#### What you are asked to do
Return each of the rows below word for word, omitting the pictures.

#### Given information

— start —

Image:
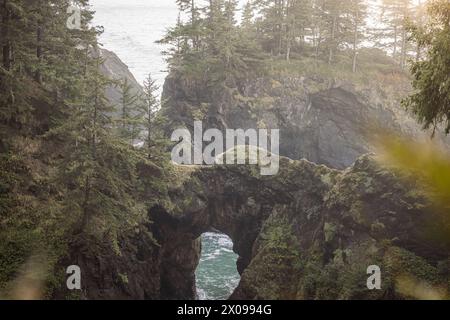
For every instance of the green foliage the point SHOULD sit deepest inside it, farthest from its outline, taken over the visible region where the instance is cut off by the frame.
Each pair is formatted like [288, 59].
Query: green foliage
[431, 99]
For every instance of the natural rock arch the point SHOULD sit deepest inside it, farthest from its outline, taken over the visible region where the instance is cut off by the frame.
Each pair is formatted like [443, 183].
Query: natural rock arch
[309, 222]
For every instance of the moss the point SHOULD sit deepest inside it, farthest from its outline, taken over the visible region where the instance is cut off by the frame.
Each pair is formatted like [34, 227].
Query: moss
[123, 278]
[329, 230]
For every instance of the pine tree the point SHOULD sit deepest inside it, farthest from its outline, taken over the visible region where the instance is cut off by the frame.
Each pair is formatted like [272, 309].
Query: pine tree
[358, 13]
[393, 37]
[128, 128]
[148, 110]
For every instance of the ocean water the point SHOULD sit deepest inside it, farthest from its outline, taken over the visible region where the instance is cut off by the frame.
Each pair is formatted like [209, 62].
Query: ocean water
[131, 29]
[217, 276]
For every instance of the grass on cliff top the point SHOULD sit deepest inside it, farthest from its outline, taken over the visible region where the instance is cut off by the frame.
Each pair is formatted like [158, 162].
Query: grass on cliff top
[374, 67]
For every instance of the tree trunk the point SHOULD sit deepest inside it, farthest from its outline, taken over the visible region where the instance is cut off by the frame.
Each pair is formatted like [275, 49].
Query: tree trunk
[403, 56]
[333, 36]
[394, 54]
[355, 43]
[39, 41]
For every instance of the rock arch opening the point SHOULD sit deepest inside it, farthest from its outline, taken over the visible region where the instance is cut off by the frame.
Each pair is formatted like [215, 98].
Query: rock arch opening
[216, 275]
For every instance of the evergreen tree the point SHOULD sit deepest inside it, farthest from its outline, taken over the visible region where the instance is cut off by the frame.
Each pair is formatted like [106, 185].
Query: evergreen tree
[128, 128]
[148, 110]
[431, 100]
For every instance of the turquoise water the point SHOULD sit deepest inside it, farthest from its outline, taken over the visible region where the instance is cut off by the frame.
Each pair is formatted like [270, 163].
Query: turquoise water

— end —

#### Result of this task
Image:
For every instance of the green foliage the point SHOULD sit deepest inside it, farthest from its outline, taken over the visible region where the instance is cut off by the frame.
Each pair is formatted like [288, 59].
Query: green foliage
[431, 99]
For every instance of the natural rock arch the point SHOULD sit deepest inside it, farthest from its outline, taken over the visible region where the instance is cut off by the frame.
Each pair is formatted like [443, 183].
Query: natural rock arch
[309, 222]
For every instance of the moss the point SHOULD sit deepest inside it, farthest from its outline, taken over the visible region where the instance is cut off by the frame.
Each pair is formatted like [34, 227].
Query: moss
[123, 278]
[329, 230]
For every instance of the pine tree the point SHOULD sit deepest inside it, farthest from its outline, taken over the visible region where the instance is cut off by the frame.
Each pair is formatted like [272, 309].
Query: pine tree
[358, 13]
[393, 37]
[128, 128]
[148, 110]
For every instance of the ocean water the point SHOULD sit deepest inside it, farthest from its outline, taken over the visible region where the instance is cut off by the frame.
Each pair is formatted like [209, 62].
Query: ocean water
[131, 29]
[217, 276]
For every instance of the grass on cliff top the point SHOULD sit deepest inside it, farthest from its outline, taken over the visible region where the instance is cut off by the frame.
Each pair is formatted like [158, 162].
Query: grass on cliff top
[374, 67]
For every instance of the tree trunk the point SHOULD sit deepest inside it, farthest from its outline, taken over the visible region where the instance is cut off by the frame.
Each pair is formatted like [275, 49].
Query: tree trunk
[403, 56]
[333, 36]
[394, 54]
[355, 43]
[39, 41]
For every instance of the rock arch opening the point SHOULD sit deepest inside it, farthest from its outline, taken over the visible region where the instance is cut off by the frame.
Each pair is formatted like [215, 98].
Query: rock arch opening
[216, 275]
For every instance of the evergreen tree the point SHOULD sit deepest inside it, farthest from its outline, taken over the visible region where the instance is cut off by the frame.
Each pair is formatted like [106, 185].
Query: evergreen tree
[128, 128]
[148, 110]
[431, 100]
For every instance of the turquoise water the point SHOULD sit deepest inside it, farthest from its outline, taken over the visible region where the instance is cut off by the frame.
Each pair is formatted like [270, 163].
Query: turquoise water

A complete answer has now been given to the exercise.